→ **DIRECTIONS FOR THIS TASK**
Print only the line with "Please spot the mashed" and the lines after it, ending with the last line of the material, each exactly as it stands.

→ **RECORDED INFORMATION**
** start **
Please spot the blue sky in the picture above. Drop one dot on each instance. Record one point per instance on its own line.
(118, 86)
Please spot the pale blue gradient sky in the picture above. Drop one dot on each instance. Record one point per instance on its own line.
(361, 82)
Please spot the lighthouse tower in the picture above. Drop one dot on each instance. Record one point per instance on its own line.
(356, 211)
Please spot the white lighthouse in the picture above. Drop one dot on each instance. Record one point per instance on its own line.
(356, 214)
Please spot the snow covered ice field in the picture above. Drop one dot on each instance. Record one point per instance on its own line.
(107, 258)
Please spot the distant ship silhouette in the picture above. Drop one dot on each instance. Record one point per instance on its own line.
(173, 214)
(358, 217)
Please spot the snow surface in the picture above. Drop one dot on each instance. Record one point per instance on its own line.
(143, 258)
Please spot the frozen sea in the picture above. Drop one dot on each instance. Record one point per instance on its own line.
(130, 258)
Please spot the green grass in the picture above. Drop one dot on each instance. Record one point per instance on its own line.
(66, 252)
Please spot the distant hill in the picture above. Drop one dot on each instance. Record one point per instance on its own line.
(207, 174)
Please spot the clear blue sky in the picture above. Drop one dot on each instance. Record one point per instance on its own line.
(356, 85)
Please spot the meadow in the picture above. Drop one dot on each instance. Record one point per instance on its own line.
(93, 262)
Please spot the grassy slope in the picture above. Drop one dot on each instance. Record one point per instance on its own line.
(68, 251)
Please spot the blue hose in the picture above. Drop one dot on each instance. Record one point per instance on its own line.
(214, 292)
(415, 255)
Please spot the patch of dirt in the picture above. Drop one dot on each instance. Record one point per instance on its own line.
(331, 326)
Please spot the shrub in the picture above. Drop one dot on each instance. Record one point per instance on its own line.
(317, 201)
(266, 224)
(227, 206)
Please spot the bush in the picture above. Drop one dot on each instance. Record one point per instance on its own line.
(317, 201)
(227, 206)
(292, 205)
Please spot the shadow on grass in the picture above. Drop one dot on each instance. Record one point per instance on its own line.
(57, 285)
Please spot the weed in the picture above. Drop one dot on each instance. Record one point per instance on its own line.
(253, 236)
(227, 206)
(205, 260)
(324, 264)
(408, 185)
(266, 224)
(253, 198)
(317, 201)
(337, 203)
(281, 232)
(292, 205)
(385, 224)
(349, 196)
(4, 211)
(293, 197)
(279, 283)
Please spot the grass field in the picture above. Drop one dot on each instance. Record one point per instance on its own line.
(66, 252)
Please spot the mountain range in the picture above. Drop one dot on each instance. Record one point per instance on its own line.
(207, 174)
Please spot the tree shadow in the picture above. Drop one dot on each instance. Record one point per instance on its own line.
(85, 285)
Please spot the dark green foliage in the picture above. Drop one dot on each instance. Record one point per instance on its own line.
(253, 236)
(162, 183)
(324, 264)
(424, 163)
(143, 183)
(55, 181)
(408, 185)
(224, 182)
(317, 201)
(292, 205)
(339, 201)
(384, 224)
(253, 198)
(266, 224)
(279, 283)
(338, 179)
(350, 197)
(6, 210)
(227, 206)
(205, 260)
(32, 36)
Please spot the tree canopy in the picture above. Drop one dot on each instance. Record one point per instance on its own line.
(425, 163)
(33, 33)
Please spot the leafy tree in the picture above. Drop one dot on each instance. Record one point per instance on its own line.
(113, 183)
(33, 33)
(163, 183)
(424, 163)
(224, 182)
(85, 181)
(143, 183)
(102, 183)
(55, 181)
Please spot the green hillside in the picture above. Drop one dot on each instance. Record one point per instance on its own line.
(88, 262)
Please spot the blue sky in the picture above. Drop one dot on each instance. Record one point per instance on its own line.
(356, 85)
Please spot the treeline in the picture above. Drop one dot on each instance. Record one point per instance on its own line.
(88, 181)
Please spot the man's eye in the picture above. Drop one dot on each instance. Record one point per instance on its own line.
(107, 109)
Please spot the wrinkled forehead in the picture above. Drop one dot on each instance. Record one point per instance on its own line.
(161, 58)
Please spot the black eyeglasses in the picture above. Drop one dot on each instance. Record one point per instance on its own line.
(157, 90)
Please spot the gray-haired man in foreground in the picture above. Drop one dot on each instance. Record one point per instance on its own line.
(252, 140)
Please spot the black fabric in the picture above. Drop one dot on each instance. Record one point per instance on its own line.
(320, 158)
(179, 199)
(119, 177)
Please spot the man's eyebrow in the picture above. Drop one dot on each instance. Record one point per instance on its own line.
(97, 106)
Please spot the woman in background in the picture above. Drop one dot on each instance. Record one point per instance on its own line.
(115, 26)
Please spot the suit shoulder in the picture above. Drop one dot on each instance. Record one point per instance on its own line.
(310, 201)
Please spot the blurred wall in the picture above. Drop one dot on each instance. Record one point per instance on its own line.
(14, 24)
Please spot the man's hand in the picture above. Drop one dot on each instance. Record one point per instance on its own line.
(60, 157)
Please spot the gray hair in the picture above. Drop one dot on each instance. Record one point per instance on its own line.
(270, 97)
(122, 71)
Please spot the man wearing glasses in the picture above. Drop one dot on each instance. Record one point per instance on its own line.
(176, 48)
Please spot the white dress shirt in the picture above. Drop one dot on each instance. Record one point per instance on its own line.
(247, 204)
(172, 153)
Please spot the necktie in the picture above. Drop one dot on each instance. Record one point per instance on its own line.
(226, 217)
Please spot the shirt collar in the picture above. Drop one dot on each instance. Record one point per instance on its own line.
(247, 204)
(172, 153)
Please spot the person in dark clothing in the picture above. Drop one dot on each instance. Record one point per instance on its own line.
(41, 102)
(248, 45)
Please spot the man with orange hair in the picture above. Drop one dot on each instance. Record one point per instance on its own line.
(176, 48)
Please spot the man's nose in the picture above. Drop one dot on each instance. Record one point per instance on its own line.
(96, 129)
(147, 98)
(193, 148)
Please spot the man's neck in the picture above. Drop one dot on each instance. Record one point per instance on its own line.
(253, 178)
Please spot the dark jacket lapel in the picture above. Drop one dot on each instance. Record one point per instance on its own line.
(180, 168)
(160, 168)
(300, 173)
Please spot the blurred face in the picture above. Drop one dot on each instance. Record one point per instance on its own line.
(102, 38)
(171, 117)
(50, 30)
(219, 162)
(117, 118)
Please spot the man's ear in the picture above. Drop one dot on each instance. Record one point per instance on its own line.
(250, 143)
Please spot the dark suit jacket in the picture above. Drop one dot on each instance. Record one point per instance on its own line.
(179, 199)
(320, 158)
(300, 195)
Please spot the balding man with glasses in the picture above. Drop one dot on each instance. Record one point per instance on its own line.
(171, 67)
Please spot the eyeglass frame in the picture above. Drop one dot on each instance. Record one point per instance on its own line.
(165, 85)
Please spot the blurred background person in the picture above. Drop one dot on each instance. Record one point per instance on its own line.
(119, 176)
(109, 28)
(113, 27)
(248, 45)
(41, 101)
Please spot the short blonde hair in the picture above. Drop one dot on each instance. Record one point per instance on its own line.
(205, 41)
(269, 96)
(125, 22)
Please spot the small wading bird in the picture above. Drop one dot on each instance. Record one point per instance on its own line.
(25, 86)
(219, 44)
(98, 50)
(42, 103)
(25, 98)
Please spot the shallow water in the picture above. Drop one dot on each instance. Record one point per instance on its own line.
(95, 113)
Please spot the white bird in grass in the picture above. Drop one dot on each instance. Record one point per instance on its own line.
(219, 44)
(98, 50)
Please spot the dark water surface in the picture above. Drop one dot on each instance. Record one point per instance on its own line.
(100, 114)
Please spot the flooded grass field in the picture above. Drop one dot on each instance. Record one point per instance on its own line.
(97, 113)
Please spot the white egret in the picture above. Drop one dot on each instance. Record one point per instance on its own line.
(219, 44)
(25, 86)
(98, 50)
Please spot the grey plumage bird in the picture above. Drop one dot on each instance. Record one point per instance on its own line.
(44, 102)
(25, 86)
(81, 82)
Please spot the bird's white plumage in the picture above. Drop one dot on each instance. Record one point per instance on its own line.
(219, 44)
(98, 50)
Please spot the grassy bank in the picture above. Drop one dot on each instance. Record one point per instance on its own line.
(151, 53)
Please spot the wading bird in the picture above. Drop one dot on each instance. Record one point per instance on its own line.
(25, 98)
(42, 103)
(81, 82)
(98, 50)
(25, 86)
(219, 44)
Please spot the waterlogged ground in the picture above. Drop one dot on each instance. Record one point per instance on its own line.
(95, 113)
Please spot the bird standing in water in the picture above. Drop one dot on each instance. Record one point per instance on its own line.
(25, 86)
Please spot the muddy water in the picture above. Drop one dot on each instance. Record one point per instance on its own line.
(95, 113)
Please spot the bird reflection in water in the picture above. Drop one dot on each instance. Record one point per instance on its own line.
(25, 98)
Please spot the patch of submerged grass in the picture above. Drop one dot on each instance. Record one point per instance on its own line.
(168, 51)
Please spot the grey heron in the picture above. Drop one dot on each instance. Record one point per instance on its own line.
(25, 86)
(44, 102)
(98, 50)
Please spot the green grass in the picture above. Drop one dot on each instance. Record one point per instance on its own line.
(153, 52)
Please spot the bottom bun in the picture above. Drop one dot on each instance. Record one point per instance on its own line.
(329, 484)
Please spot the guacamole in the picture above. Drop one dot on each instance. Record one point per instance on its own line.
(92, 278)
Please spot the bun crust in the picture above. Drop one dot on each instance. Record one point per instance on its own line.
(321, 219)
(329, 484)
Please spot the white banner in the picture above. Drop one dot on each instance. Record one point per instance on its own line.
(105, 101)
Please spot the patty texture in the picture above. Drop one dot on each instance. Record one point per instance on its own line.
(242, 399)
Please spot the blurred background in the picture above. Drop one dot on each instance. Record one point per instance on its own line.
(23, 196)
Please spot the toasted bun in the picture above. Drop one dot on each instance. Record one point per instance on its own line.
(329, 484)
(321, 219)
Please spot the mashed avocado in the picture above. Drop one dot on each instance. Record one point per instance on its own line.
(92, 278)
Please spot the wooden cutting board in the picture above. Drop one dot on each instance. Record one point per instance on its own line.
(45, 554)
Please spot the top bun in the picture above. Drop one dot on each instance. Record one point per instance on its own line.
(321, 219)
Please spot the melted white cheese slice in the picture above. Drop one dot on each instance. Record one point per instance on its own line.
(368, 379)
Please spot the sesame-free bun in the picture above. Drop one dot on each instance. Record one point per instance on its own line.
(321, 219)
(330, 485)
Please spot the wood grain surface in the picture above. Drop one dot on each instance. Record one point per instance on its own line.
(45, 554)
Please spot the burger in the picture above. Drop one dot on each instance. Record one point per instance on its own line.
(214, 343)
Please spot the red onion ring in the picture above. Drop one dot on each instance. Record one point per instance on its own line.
** end **
→ **THE ANSWER**
Please spot the mashed avocado in the picture above. Drop one dot on each instance. Record one point per instance on its own line.
(92, 278)
Please spot the wooden cutting board in the picture above. Drop one dot on each instance. Record one point per instance on its own line.
(45, 554)
Please spot the top bun in the picture above. Drop one dot on each instance. Record one point per instance on its own line.
(321, 219)
Please spot the melted white cheese slice in the picture above. Drop one dot on each instance. Record one point per instance on its own line.
(368, 379)
Please spot the sesame-free bun in the picture above. Drop one dot on each instance. Record one point per instance on its own line.
(321, 219)
(330, 485)
Please spot the wood grain surface in the picture above. Drop one dot on each instance. Record one point per instance on its own line.
(45, 554)
Please spot the burger in the picture above. Drop one dot on each instance. Record one point per instance on its own line.
(214, 343)
Please spot the red onion ring in the picture above. Drop one dot on each instance. Record one point per instance on its own line.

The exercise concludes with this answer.